**Task to carry out:**
Pull out every line of the material below that contains the word "blue", copying each one unchanged.

Dataset items
* * *

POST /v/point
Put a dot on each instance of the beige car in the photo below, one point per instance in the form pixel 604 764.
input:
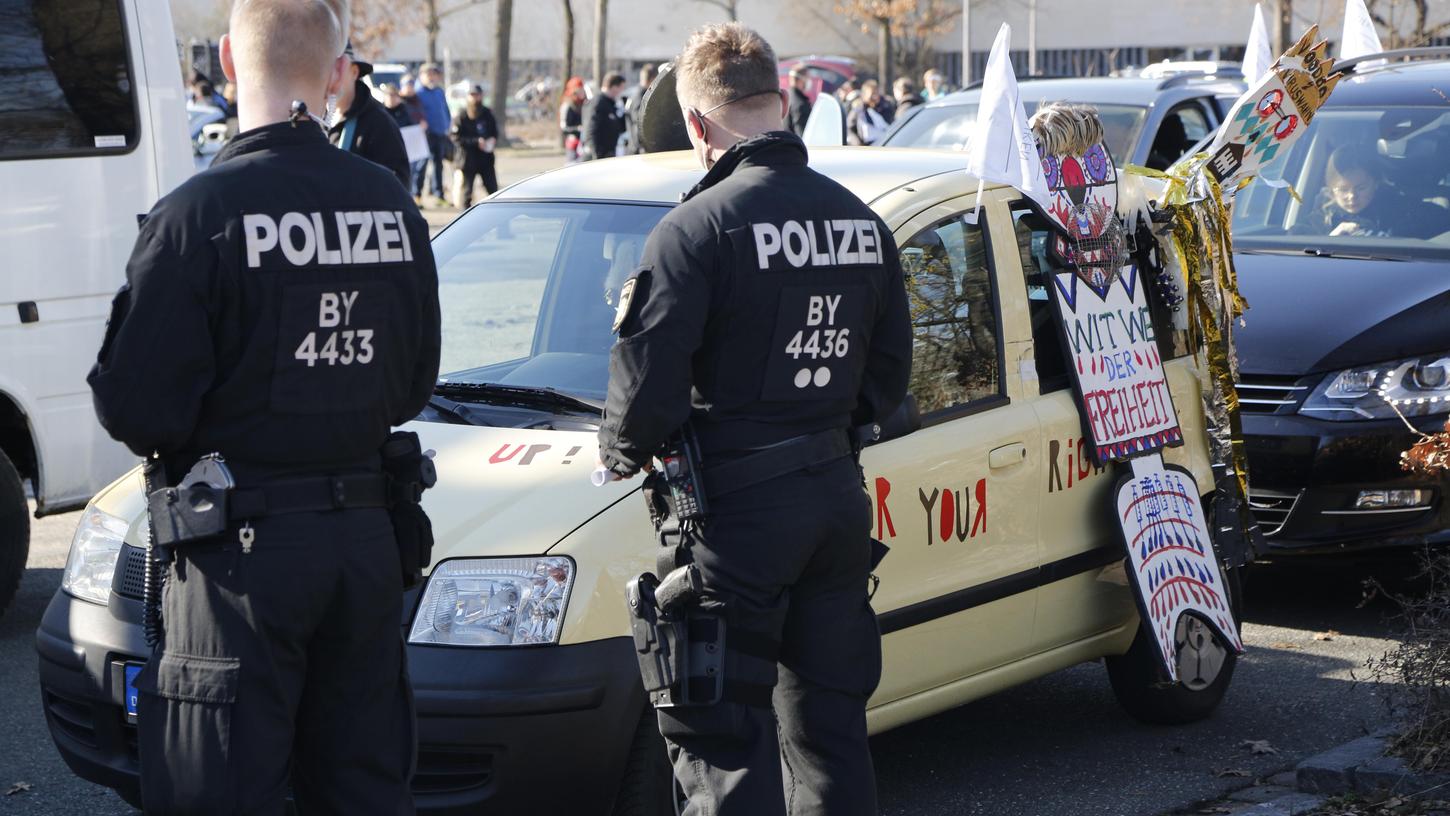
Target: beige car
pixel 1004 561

* * *

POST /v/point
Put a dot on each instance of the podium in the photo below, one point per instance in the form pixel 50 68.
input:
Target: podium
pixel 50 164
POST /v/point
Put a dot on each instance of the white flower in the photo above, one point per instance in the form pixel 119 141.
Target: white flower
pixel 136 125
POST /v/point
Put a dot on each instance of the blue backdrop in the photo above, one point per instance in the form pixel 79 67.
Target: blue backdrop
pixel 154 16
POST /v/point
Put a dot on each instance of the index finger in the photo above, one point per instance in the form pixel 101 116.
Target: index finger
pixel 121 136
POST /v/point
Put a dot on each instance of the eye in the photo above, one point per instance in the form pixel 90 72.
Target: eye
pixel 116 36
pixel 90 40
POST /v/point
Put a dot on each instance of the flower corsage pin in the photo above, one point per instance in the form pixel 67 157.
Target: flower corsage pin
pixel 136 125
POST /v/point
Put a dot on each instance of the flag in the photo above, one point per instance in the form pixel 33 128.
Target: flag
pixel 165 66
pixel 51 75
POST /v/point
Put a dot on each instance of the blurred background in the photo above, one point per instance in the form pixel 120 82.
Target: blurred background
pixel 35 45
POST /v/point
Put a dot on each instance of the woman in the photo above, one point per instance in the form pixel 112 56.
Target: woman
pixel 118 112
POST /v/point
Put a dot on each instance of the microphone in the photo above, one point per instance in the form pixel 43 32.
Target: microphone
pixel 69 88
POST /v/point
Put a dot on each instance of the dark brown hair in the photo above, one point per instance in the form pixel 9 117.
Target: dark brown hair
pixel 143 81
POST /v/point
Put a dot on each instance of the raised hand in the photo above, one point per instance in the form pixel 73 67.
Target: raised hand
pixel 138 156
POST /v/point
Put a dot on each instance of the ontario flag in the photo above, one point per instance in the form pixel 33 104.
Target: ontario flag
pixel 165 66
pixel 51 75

* * *

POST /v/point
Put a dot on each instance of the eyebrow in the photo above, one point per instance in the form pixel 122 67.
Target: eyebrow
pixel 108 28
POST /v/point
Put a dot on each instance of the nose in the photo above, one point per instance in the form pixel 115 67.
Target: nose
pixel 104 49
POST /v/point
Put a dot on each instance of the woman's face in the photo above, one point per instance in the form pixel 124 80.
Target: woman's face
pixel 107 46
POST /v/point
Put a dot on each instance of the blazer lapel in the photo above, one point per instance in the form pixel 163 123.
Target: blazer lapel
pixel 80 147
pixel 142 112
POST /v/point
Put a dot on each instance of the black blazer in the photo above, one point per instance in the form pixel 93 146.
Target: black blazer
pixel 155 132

* * *

**In response:**
Put a dot on each instance of the blue backdrop in the photo above, one point per instance in the form pixel 79 67.
Target: blue backdrop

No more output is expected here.